▶ **Stated exercise**:
Rewrite the lines below with "point to" substituted for each "put a marker on", leaving everything else unchanged.

▶ **Source records**:
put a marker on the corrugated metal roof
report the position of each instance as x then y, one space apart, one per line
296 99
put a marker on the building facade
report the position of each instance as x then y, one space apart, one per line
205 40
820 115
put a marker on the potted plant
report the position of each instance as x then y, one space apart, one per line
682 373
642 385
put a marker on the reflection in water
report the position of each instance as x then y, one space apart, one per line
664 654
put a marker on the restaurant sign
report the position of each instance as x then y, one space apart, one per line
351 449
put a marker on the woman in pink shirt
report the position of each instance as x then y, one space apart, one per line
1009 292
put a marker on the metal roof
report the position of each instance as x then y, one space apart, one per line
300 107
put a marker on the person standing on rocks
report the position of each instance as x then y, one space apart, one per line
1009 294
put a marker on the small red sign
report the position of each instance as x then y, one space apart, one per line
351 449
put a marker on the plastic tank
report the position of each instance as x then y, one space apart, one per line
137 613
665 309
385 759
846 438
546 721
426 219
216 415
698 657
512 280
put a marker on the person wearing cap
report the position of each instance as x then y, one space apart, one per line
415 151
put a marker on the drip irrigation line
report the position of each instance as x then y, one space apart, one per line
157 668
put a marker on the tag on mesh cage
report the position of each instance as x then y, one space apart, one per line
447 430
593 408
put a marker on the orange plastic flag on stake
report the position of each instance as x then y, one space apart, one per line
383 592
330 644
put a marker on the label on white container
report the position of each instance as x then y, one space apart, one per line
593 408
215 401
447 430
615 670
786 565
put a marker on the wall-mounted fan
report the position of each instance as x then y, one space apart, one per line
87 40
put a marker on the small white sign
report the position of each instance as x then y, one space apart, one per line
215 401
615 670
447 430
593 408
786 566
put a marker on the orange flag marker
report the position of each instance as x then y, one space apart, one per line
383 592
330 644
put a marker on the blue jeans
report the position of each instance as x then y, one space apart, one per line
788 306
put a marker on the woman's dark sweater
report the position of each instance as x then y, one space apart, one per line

▶ **Output for this task**:
point to the corrugated metal roof
report the position of each instance as x then y, one space apart, one per line
296 99
point to the building facade
report the position of each instance as x then y, one space apart, one per line
205 40
820 115
point to the potted plant
report the position of each instance as x then y, one space apart, one per line
682 373
642 385
point to the reflection in water
report the position of each instance as x then y, one space apart, one per line
664 654
point to the restaurant sign
report the position of each instance as x then y, one space apart, one per line
351 449
point to the woman in pink shirt
report the position of each instance as x then y, one space apart, one per line
1009 292
point to the metal roof
report the position of each instance as x then y, one space apart, one per line
300 107
point to the person standing on rocks
report the position of each instance as x then y, one space apart, one per line
1009 294
point to the small red sign
report the position of each instance as x then y, one space apart, one per line
351 449
point to the plastic tank
report the position of each instance as x then y, one space apart, one per line
137 613
665 309
385 759
846 438
546 721
426 219
216 415
698 657
512 280
point to the person wearing cap
report the position of each instance as x then y, one space apart, one per line
415 151
point to the drip irrigation line
report the position of each instance as x then y, one space apart, one per line
157 668
point to the tag on mesh cage
report the position of each instance as x then y, one space apart, one per line
447 430
593 408
point to the orange plastic flag on stake
report the position of each instance as x then y, one space apart, one per line
383 592
330 644
point to the label on white container
report the position of each instance as x then y, one space apart, one per line
593 408
215 401
447 430
615 670
786 565
point to the wall-mounted fan
report the position of each instance as x then y, one space apart, one per line
87 40
point to the small white sign
report the position of each instance as x then y, one space apart, one per line
215 401
615 670
447 430
593 408
786 566
point to the orange flag marker
report the position of each instance as x then y, one space apart, one per line
383 592
330 644
point to the blue jeans
report the position of each instance as x then y, one space apart, one per line
788 306
point to the woman's dark sweater
report the position of each instance as x then y, one space apart, one per line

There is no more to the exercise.